Objetivo del ejercicio :: Continúa el texto sobre Quino a partir de su última oración.

Texto seleccionado ::
┌──
En los últimos meses han ido cayendo en mis manos varios álbumes recopilatorios de la obra de Joaquín Salvador Lavado Tejón,mucho mas conocido como Quino. Un autor con el que he mantenido una relación de amor/odio (quizás eso ultimo sea muy fuerte, dejemoslo en hartazgo) durante muchísimo tiempo, pero al que he visto con nuevos ojos gracias a estas tiras y viñetas tan variopintas como agridulces que me han recordado que Quino es mucho mas que su personaje mas famoso y que es un autor al que merece muchísimo la pena descubrir, o como en mi caso,redescubrir.

Quino es muy grande y su obra mucho mas extensa de lo que muchos creemos

No quiero que nadie se confunda cuando decía mas arriba lo de mi relación de amor/odio con Quino, ya que no es que nunca le haya tenido manía a el como autor, sino que durante mucho tiempo le tuve una manía irracional al personaje de Mafalda por culpa del uso y el abuso perpetrado principalmente en redes sociales, donde el personaje parecía omnipresente y convertido en un ídolo de masas cuya filosofía se seguía casi como una religión. Algo de lo que no tenían culpa alguna ni personaje ni autor pero que me hizo mantenerme alejado no solo de esa creación tan popular, sino del resto de su obra.
└──
Registros ::
┌──
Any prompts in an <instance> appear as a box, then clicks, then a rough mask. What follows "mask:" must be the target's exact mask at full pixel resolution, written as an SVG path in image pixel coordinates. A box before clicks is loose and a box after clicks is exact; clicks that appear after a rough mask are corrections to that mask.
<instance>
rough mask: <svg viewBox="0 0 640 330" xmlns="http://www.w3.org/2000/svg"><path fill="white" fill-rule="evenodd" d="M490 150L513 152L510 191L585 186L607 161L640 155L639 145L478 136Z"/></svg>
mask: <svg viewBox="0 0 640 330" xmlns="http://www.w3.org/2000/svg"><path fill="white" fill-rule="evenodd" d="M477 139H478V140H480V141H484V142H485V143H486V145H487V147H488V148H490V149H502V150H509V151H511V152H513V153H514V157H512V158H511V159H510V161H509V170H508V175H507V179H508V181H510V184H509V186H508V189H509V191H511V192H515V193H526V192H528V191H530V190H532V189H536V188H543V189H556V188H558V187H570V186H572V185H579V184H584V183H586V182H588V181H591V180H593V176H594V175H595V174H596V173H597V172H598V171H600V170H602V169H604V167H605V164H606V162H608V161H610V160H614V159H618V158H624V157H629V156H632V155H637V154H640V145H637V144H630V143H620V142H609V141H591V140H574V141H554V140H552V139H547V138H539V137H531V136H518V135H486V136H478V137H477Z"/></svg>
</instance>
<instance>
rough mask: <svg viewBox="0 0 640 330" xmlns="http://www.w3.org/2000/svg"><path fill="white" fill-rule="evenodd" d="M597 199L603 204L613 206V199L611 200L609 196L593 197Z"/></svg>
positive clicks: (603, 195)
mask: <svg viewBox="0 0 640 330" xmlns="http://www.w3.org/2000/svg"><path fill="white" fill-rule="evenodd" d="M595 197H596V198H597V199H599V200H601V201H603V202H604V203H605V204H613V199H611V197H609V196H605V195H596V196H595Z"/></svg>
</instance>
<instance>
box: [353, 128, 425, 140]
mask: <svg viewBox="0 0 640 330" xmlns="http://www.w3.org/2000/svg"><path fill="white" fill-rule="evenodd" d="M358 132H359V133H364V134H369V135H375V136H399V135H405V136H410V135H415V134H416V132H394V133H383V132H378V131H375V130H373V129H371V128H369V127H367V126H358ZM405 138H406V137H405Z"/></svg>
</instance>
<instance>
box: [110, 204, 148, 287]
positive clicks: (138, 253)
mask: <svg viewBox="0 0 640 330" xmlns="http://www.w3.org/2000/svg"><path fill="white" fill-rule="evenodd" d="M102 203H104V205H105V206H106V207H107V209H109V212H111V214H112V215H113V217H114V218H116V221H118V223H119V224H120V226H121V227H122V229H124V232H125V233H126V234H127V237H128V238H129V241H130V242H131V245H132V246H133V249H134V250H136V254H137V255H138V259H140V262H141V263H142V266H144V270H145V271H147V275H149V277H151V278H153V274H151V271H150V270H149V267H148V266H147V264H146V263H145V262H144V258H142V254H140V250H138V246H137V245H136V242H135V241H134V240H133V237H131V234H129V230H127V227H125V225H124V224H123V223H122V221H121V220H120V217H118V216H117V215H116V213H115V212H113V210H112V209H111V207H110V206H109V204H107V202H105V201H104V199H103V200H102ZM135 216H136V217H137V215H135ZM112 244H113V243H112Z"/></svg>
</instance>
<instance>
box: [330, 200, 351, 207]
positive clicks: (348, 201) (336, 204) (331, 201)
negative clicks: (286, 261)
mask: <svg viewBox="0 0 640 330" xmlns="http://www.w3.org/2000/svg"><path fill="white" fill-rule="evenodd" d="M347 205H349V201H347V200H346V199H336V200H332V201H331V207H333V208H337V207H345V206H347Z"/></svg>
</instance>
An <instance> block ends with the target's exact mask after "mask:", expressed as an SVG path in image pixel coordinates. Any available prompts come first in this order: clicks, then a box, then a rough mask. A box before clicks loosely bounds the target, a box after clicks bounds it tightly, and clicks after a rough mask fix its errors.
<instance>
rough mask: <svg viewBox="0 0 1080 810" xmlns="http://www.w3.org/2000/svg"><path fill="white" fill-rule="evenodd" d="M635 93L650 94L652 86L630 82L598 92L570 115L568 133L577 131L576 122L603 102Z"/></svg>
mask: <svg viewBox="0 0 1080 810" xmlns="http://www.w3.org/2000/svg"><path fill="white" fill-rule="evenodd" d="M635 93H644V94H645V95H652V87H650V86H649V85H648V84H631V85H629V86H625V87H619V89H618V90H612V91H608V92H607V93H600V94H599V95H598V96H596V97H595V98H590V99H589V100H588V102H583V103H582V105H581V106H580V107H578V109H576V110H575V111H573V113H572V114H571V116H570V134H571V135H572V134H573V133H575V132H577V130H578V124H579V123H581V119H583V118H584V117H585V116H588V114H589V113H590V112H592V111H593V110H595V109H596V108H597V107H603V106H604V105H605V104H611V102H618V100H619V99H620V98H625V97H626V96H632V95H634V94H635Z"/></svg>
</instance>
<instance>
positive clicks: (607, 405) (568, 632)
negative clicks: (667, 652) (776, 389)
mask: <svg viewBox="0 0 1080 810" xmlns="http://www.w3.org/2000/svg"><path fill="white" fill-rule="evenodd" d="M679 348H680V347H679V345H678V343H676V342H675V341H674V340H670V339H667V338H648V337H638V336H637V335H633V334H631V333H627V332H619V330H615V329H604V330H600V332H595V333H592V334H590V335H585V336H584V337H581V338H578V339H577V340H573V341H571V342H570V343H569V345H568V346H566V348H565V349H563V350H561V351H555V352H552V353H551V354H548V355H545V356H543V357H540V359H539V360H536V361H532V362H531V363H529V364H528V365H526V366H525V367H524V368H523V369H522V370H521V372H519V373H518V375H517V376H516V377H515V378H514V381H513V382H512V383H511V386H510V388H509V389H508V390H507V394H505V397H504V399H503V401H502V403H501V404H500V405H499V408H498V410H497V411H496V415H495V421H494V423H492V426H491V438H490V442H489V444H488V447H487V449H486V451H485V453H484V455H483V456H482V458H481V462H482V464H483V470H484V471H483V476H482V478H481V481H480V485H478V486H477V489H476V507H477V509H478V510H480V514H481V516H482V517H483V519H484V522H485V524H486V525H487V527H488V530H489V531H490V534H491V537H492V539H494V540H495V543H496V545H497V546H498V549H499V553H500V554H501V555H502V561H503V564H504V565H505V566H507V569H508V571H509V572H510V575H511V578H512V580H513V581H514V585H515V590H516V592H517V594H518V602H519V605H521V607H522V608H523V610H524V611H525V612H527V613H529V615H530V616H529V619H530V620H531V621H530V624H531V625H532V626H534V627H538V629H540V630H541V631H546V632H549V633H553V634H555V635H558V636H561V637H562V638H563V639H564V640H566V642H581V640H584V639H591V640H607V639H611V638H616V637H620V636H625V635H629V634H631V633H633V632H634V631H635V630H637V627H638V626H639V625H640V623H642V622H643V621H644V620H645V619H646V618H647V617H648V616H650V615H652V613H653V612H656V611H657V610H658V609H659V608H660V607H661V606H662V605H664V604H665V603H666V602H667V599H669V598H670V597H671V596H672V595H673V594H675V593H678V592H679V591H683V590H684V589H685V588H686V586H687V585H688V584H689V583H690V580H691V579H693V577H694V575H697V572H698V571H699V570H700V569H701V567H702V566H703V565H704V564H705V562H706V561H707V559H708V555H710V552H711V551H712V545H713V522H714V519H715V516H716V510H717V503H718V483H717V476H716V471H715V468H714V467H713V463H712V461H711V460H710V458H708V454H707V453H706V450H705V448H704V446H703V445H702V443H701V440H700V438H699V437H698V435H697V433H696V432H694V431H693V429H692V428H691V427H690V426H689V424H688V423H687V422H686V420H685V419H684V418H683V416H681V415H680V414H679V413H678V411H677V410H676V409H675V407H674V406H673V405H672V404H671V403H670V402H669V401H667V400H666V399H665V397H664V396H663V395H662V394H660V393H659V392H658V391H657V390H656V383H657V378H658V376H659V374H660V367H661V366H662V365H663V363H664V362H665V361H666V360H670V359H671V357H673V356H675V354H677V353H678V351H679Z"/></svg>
└──
Respuesta ::
Y el es el primero que se toma con humor su gran exito

Pero como suele suceder, esas manías irracionales se curan sencillamente quitándose los prejuicios y (en este caso) leyendo dicha obra, bueno eso y que tampoco hizo daño encontrar algún que otro de estos álbumes a precios de risa en el mercado de segunda mano. Y leer esta obra supuso mi “reconciliación” con un Quino al que quizás por primera vez pude apreciar como lo que era realmente, un autor tremendamente inteligente y con una habilidad pasmosa para retratar de forma directa y concisa lo mejor y lo peor del ser humano.

Tan real y triste como la vida misma

En estas tiras, en ocasiones simples viñetas, Quino da un repaso en ocasiones tierno y en ocasiones tremendamente cruel a todas las miserias y grandezas humanas. Unas tiras con una fortísima carga de critica social con las que sin embargo nunca tenemos la sensación de estar siendo sermoneados desde una actitud de superioridad, sino mas bien de que Quino nos hace un guiño cómplice como diciendo que podríamos, que deberíamos, ser mejores de lo que somos.

Y cuanta razón tiene

Y estos temas que trata Quino en esta obra suya son tan omnipresentes, tan universales y tan eternos como el amor, la muerte, la política, la guerra, la enfermedad, en resumen, la vida misma, que incluso en los casos en los que este toca situaciones vividas en su Argentina natal cuesta mucho no sentirse identificado con lo narrado en ellas, un buen recordatorio de que al final, y mas allá de fronteras, nacionalidades, idiomas, colores de piel y religiones, todos somos en el fondo un poco lo mismo.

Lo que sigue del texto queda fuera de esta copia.